▸ What is needed
Return, from the data that follows, each line that holds the word "below".

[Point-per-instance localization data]
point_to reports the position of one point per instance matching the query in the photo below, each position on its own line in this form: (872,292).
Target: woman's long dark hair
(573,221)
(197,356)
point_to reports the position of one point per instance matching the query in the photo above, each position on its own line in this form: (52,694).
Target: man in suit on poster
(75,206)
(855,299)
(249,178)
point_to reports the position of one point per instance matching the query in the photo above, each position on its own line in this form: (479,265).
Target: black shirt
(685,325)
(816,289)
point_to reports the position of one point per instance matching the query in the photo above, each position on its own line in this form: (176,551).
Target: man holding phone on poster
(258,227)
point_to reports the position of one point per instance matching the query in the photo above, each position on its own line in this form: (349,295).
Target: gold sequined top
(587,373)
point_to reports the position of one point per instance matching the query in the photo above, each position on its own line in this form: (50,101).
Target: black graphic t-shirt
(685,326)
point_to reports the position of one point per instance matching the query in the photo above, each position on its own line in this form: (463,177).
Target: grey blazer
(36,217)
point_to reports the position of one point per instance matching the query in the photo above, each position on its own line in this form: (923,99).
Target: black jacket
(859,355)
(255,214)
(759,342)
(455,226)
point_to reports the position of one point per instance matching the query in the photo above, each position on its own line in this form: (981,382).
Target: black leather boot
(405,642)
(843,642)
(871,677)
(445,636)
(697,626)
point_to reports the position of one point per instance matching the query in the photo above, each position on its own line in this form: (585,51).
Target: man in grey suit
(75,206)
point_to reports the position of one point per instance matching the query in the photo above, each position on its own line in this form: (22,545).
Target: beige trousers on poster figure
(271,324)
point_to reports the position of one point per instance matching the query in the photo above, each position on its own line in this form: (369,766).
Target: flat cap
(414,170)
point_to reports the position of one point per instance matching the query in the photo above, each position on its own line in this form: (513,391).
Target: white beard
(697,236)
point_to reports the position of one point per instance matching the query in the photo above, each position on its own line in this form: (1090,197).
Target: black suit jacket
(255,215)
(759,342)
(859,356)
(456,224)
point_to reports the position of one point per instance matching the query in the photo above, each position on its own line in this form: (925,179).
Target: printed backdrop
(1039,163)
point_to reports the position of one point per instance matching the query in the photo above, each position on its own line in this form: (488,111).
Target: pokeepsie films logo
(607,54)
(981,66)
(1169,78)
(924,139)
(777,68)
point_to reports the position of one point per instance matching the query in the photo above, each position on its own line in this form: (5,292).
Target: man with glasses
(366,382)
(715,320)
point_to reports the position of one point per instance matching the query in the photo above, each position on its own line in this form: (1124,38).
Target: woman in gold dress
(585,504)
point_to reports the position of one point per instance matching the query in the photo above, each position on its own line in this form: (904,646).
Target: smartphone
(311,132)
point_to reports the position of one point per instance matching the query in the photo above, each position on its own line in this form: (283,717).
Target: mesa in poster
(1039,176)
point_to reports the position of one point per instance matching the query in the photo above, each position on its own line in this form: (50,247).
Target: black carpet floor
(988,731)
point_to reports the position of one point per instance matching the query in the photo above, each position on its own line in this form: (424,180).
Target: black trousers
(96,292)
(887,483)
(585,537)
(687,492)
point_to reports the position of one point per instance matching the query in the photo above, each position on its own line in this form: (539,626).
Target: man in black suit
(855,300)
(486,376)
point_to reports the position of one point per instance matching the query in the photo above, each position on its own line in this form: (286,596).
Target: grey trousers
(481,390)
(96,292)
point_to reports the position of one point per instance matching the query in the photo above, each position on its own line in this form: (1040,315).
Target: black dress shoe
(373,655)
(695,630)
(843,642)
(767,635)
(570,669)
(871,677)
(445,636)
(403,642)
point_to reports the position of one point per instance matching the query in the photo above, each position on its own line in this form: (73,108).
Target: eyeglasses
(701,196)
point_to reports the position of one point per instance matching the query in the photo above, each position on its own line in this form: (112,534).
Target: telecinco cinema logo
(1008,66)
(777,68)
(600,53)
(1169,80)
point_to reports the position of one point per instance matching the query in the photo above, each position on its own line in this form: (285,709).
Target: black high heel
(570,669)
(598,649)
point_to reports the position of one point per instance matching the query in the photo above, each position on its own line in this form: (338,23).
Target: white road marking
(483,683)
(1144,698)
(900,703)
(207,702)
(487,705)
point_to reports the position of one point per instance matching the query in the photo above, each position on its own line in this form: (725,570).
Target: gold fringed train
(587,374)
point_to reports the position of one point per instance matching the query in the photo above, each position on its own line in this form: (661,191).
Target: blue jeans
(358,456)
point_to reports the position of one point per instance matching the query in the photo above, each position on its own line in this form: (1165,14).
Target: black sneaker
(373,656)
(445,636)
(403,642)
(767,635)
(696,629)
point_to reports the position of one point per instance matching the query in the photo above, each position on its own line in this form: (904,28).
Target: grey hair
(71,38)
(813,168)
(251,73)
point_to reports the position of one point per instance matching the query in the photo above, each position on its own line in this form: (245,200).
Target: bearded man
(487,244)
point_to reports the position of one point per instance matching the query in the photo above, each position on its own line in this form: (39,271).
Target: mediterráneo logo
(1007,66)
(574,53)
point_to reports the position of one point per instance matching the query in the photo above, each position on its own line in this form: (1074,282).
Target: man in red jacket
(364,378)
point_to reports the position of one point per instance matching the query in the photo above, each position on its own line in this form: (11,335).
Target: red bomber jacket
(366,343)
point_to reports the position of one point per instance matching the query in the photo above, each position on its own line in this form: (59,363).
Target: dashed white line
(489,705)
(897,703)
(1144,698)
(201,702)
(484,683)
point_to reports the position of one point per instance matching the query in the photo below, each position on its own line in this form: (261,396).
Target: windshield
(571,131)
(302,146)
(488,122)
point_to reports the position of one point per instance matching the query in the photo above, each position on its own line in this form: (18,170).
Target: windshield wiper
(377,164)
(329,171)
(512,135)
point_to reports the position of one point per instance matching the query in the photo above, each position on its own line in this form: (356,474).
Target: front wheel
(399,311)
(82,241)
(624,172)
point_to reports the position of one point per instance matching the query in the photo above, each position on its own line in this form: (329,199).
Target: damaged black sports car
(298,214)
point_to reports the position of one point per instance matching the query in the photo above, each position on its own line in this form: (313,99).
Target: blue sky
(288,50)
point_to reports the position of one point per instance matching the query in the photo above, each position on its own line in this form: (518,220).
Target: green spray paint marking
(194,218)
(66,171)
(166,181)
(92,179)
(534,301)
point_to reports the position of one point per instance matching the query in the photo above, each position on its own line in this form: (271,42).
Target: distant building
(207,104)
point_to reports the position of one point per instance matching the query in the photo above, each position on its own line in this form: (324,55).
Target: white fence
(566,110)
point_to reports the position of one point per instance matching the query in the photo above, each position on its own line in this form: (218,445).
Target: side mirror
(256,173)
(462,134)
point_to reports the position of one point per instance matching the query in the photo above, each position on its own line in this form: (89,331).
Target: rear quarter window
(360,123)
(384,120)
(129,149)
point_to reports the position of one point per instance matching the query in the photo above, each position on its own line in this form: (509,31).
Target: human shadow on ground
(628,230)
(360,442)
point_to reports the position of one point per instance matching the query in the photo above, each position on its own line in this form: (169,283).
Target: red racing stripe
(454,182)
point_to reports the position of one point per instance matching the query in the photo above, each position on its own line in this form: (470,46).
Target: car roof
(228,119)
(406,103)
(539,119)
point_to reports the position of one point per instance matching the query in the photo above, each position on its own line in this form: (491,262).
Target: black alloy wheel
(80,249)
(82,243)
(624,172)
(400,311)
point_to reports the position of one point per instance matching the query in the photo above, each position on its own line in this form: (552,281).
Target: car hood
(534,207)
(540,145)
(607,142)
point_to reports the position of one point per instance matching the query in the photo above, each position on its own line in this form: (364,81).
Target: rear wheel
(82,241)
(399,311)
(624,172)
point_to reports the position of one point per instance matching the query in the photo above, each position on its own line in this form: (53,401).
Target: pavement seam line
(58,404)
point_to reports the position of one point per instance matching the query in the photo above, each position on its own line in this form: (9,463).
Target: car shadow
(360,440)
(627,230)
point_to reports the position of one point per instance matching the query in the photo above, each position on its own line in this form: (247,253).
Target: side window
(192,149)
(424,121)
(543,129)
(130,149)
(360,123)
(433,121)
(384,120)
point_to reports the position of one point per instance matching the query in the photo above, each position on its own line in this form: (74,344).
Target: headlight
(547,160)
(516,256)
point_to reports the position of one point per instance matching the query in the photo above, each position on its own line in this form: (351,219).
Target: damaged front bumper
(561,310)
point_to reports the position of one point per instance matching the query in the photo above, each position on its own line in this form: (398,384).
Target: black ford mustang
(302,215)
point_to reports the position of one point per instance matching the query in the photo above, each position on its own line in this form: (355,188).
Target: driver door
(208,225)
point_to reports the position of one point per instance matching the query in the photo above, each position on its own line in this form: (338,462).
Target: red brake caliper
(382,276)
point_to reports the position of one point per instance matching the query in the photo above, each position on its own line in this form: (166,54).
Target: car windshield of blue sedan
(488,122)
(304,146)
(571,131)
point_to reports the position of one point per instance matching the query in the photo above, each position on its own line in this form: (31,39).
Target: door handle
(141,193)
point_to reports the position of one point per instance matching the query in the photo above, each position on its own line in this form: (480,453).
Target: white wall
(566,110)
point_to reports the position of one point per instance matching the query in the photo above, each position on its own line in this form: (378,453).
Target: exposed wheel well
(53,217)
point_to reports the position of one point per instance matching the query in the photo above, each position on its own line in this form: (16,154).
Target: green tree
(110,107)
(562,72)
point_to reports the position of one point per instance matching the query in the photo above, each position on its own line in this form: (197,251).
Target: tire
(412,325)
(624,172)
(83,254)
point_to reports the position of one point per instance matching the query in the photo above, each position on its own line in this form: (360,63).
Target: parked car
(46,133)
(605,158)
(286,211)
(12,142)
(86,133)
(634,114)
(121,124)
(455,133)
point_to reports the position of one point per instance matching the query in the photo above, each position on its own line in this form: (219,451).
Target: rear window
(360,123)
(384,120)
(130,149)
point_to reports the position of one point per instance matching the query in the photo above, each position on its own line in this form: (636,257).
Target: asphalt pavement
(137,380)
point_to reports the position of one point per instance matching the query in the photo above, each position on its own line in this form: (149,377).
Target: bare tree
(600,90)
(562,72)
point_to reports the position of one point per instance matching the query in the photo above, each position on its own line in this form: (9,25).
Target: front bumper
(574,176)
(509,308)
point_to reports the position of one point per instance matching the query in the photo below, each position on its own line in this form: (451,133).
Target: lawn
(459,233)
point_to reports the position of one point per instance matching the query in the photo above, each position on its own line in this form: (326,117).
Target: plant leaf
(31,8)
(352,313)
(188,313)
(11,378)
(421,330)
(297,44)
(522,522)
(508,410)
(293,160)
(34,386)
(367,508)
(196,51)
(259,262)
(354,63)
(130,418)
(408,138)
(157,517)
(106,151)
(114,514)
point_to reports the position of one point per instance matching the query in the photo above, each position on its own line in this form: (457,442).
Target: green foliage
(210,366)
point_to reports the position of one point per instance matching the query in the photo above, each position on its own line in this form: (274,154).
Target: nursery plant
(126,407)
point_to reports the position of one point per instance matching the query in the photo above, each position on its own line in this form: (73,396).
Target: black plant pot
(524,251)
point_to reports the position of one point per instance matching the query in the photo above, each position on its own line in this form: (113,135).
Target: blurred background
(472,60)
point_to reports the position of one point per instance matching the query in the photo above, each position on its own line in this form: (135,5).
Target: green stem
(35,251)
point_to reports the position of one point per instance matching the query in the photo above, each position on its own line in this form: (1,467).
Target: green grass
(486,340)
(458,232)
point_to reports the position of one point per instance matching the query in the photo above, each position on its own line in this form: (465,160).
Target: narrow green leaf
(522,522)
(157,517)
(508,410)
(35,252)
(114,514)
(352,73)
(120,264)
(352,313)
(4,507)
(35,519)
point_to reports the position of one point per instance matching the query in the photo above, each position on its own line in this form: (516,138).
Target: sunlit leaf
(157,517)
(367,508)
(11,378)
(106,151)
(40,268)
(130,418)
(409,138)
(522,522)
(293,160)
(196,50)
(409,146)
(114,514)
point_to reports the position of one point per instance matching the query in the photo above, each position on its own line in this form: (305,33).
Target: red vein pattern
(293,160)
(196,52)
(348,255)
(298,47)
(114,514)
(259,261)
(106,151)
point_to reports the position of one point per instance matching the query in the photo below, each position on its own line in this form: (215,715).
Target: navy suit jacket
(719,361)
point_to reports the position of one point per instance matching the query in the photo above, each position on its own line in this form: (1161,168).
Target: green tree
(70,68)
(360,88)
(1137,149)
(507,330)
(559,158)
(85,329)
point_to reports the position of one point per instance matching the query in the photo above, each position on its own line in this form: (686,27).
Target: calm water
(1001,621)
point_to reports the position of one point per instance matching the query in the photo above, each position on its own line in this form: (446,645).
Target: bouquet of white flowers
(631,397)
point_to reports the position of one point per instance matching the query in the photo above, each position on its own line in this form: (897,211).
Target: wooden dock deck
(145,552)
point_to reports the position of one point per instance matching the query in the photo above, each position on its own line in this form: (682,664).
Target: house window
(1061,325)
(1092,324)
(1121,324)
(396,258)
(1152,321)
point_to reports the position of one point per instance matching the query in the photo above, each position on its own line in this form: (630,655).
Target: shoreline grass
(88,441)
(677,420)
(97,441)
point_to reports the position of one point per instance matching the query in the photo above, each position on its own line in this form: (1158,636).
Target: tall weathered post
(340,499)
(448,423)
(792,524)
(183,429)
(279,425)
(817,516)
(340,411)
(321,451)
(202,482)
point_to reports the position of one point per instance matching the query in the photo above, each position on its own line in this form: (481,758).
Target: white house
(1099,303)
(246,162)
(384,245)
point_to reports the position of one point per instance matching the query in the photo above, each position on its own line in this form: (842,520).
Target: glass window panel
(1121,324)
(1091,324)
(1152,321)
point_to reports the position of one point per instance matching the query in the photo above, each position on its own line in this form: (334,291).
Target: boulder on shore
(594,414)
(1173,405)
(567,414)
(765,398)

▸ Exercise answer
point_to reports the position of one point per instance matching the query in the photo below, each position on its own line in this form: (872,292).
point_to reports the position of one point per instance matching the query in the photo below, each position on its own line in this form: (261,396).
point_to reports the position of one point per instance matching the query in the photo below, each position on its own line in this form: (451,133).
point_to reports the position of one point per instance matching the query in the photo below, each position on its own line in this form: (215,715).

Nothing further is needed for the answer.